RECORDS FOR THIS EXERCISE:

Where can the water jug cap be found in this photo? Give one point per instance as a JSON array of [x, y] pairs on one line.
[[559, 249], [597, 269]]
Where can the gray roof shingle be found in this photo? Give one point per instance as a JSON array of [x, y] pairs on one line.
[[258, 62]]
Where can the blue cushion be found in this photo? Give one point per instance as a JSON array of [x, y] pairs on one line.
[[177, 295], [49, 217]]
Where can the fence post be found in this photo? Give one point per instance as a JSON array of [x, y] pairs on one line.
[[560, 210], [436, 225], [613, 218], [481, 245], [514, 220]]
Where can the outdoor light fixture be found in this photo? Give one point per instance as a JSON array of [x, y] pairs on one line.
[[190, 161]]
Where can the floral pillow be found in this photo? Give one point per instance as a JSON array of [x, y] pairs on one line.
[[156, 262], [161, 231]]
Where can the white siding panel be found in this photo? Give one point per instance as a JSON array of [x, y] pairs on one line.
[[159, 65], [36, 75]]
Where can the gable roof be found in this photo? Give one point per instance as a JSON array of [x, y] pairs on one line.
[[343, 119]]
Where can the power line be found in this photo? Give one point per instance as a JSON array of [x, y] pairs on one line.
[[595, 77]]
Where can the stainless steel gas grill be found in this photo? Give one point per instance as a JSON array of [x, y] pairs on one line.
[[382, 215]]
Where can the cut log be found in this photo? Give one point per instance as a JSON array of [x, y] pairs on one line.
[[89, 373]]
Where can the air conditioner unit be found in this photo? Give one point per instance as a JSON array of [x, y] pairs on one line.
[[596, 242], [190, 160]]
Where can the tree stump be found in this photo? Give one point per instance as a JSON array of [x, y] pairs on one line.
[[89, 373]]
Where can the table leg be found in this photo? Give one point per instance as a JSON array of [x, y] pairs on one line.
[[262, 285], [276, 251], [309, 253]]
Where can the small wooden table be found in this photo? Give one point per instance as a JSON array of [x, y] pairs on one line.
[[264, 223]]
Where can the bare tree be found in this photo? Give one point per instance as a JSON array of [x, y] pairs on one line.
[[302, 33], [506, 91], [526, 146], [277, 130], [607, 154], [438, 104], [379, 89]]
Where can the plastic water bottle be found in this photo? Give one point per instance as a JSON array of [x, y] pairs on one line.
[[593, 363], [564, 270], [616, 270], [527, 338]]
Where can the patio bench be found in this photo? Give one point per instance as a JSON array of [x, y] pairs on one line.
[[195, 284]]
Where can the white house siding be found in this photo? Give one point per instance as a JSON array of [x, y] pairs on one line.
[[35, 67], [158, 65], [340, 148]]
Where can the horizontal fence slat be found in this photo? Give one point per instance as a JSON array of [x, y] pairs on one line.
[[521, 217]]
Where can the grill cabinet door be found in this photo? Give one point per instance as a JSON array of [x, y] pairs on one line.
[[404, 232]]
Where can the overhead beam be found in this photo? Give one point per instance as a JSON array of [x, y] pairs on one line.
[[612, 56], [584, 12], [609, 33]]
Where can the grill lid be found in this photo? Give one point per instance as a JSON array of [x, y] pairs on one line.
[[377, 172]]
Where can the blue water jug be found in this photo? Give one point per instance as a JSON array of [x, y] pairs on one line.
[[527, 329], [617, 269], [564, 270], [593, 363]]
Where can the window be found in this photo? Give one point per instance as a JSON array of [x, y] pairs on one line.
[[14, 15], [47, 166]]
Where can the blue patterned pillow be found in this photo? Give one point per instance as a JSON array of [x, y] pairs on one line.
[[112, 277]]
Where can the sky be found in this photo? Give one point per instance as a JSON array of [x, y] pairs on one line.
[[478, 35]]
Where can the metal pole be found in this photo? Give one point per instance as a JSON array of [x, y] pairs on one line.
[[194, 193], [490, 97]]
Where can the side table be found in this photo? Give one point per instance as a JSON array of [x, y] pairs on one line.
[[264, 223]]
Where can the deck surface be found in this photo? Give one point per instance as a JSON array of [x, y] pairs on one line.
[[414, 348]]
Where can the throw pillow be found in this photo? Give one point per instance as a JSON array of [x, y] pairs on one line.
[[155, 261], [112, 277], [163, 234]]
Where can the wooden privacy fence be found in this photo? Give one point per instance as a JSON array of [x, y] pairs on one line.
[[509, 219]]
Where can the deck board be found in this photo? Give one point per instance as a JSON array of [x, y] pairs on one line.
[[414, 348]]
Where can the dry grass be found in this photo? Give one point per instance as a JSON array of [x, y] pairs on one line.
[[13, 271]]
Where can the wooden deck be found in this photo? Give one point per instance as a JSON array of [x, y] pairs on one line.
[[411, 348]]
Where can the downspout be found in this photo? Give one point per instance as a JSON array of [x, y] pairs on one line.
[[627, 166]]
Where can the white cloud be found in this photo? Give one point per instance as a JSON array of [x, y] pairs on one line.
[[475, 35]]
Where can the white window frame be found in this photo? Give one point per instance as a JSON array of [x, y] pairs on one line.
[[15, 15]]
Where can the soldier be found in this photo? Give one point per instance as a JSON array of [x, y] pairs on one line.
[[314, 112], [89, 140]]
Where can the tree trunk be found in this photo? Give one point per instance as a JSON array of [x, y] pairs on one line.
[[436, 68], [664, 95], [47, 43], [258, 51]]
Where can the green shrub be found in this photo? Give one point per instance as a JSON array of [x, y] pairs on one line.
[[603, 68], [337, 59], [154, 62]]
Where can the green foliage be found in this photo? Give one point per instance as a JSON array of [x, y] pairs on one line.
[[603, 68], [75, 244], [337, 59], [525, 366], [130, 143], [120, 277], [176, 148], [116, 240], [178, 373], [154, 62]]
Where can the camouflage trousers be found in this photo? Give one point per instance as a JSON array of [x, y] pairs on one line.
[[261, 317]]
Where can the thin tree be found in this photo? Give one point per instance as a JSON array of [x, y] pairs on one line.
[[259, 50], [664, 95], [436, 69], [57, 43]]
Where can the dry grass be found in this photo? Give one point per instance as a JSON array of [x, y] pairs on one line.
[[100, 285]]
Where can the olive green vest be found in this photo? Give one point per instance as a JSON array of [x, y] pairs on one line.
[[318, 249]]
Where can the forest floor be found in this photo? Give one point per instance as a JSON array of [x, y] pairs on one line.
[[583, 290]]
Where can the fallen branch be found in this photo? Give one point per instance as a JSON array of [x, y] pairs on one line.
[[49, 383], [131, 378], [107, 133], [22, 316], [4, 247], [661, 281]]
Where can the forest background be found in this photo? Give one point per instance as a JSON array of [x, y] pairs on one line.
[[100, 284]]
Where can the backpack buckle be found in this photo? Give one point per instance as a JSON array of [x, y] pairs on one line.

PROBLEM DESCRIPTION:
Copy out all of the material above, replacing "instance" with "occurrence" at every occurrence and leaving everything else as it is.

EXERCISE ANSWER:
Where can the water jug cap be found in this photo? Give one point per occurrence as a JSON array of [x, y] pairs on one line.
[[559, 249], [597, 269]]
Where can the gray roof shingle be found in this photo? Give one point per occurrence as a JSON array of [x, y] pairs on one line.
[[258, 62]]
Where can the blue cushion be found in this photo? Give one point per occurrence as a JSON array of [x, y] pairs on one line.
[[177, 295], [49, 217]]
Where can the fence post be found in this photo? Give one point per occurrence as a JSON array of [x, y] pairs on one line.
[[560, 210], [436, 225], [613, 218], [481, 245], [514, 220]]
Where can the outdoor light fixture be found in this photo? Give one point per occurrence as a JSON array of [x, y] pairs on one line.
[[190, 161]]
Where can the floral pillow be found in this photo? Give one point per occurrence as a JSON array of [x, y] pairs on one line.
[[156, 262], [161, 231]]
Where can the white siding panel be found in this photo? Give one point per occurrence as a JSON array of [x, y] pairs on one line.
[[159, 65], [36, 75]]
Where can the gable roof be found in this photo? Give one point per occurrence as a JSON array of [x, y] pairs on one line.
[[343, 119]]
Where can the power line be found in this photo? Give one point per occurrence as a JSON array of [x, y] pairs on one line.
[[595, 77]]
Where can the stainless steel gas grill be found in this photo? Give one point per occurrence as a JSON array of [x, y] pairs on one line.
[[382, 215]]
Where can the cut log be found in this photo? Give one point per occurrence as a JSON array of [x, y] pairs on one line.
[[89, 373]]
Where can the air conditioner unit be found in this photo? Give one point per occurrence as a JSON array of [x, y] pairs on one line.
[[596, 242], [190, 160]]
Where can the tree stump be found in this photo? Give one point per occurrence as a JSON array of [x, y] pairs on one line.
[[89, 373]]
Where can the table leg be found in this photo? Give one point per occurrence as a JSON array of [x, y] pairs on one line.
[[262, 285], [276, 251], [309, 253]]
Where can the small wooden table be found in this photo? Give one point per occurrence as a JSON array of [x, y] pairs on one line.
[[264, 223]]
Where can the bare tree be found in this photo? Give one point per occurrence as a JSON array of [x, y] pairs on one line.
[[302, 33], [506, 91], [526, 146], [277, 130], [607, 154], [438, 104], [379, 89]]
Where can the plastic water bottle be found in this photo? Give one point per occurrence as a JSON array of [x, y] pairs on one line.
[[593, 363], [564, 270], [616, 270], [527, 338]]
Where can the patio bench be found in this photo? Give one point per occurrence as a JSON array of [x, y] pairs on one line.
[[195, 284]]
Where can the white house siding be found in this photo? Give one point per occurrence as a JSON array of [x, y] pairs on one line.
[[35, 67], [158, 65], [340, 148]]
Where can the horizontal fence slat be found in this photo? Give one point per occurrence as a JSON array of [x, y] pairs on one line.
[[521, 217]]
Where can the grill cabinet door be found in this photo? Give one point per occurrence as a JSON array of [x, y] pairs on one line.
[[404, 232]]
Where can the overhead beam be found in this photo? Give one point per occurrence as a JSON array of [x, y] pairs on one line.
[[612, 56], [584, 12], [609, 33]]
Where can the grill lid be found in this photo? Give one point per occurrence as a JSON array of [x, y] pairs on one line.
[[377, 172]]
Where can the blue water jug be found in this photo? Give one point per occurrence as a JSON array of [x, y] pairs on one line.
[[527, 329], [617, 269], [564, 270], [593, 363]]
Where can the window be found in this photo? Give one point per occurrence as a JSON array of [x, y] pairs on one line.
[[14, 15], [47, 166]]
Where can the blue patterned pillow be found in this photo? Give one point per occurrence as a JSON array of [x, y] pairs on one line.
[[112, 277]]
Where can the sky be found in this photo? Give one point per occurrence as a JSON array of [x, y] pairs on one line.
[[478, 35]]
Where can the metal pole be found in this photo? Give one point per occurrence as a JSON array of [x, y] pairs on one line.
[[194, 193], [490, 97]]
Where can the side table be found in this photo? Give one point per occurrence as a JSON array of [x, y] pairs on one line.
[[264, 223]]
Where can the deck surface be found in this photo? Give one point per occurrence as a JSON array of [x, y] pairs on one line.
[[414, 348]]
Where can the throw pillow be found in this photo? Give one point per occurrence as a JSON array of [x, y] pairs on one line.
[[155, 261], [112, 277], [163, 234]]
Where can the wooden privacy fence be found in this photo? Give one point per occurrence as a JSON array of [x, y] pairs on one line.
[[509, 219]]
Where can the deck board be found in this photo? Give one point per occurrence as a JSON array of [x, y] pairs on one line.
[[414, 348]]
Where can the dry grass be found in this photo? Give one point per occurrence as a JSON array of [x, y] pairs on one line.
[[13, 271]]
Where can the wooden deck be found in this photo? Give one point per occurrence as a JSON array of [x, y] pairs on one line.
[[411, 348]]
Where can the downspout be found in this photo? Give one point per occurrence as a JSON array of [x, y] pairs on one line.
[[627, 166]]
Where can the white cloud be found in this photo? Give one point per occurrence as a JSON array of [x, y] pairs on one line.
[[475, 35]]
Where can the white window frame be found in this photo? Give one point per occurrence as a JSON array of [x, y] pairs on one line.
[[15, 15]]
Where can the soldier be found in this photo? Give one point per occurrence as a JSON array of [x, y] pairs on one line.
[[314, 112], [89, 140]]
Where can the tree trunk be found in this photo? Give one point per occurrence as a JSON array of [x, y] pairs on one line.
[[436, 68], [664, 95], [47, 43], [258, 51]]
Where can the green shrub be found in this photo? Give one point per occurrence as a JSON array of [x, y] pairs on one line.
[[603, 68], [337, 59], [154, 62]]
Where can the green foliage be found in this photo? Give one point per occurrence as a JSON array of [x, y] pairs on one line.
[[603, 68], [75, 244], [337, 59], [525, 366], [130, 143], [120, 277], [176, 148], [116, 240], [178, 373], [154, 62]]
Where can the camouflage trousers be found in this photo? Give one point per occurrence as a JSON array of [x, y] pairs on one line.
[[261, 317]]
Where can the thin tree be found in this photo? Give one point per occurrence as a JSON array of [x, y] pairs on one line.
[[259, 50], [664, 95], [436, 69], [57, 43]]
Where can the dry grass be found in this photo? Give one point per occurrence as a JSON array of [x, y] pairs on one line.
[[100, 285]]
Where can the olive green vest be found in this photo? Give one point per occurrence as a JSON array of [x, y] pairs on one line.
[[318, 249]]
Where can the forest floor be found in this photo? Give one point per occurrence as a JSON array of [x, y] pairs on one line.
[[583, 290]]
Where can the fallen branch be found in this photo? Give one point per occurrence as a JSON array of [x, y] pairs on one line.
[[49, 383], [131, 378], [107, 133], [22, 316], [4, 247], [661, 281]]
Where can the forest background be found in this photo? Give one point per occurrence as a JSON array of [x, y] pairs on one line.
[[100, 284]]
Where can the backpack buckle be found in this photo? Give one point per occurrence as a JSON array of [x, y] pairs on one line.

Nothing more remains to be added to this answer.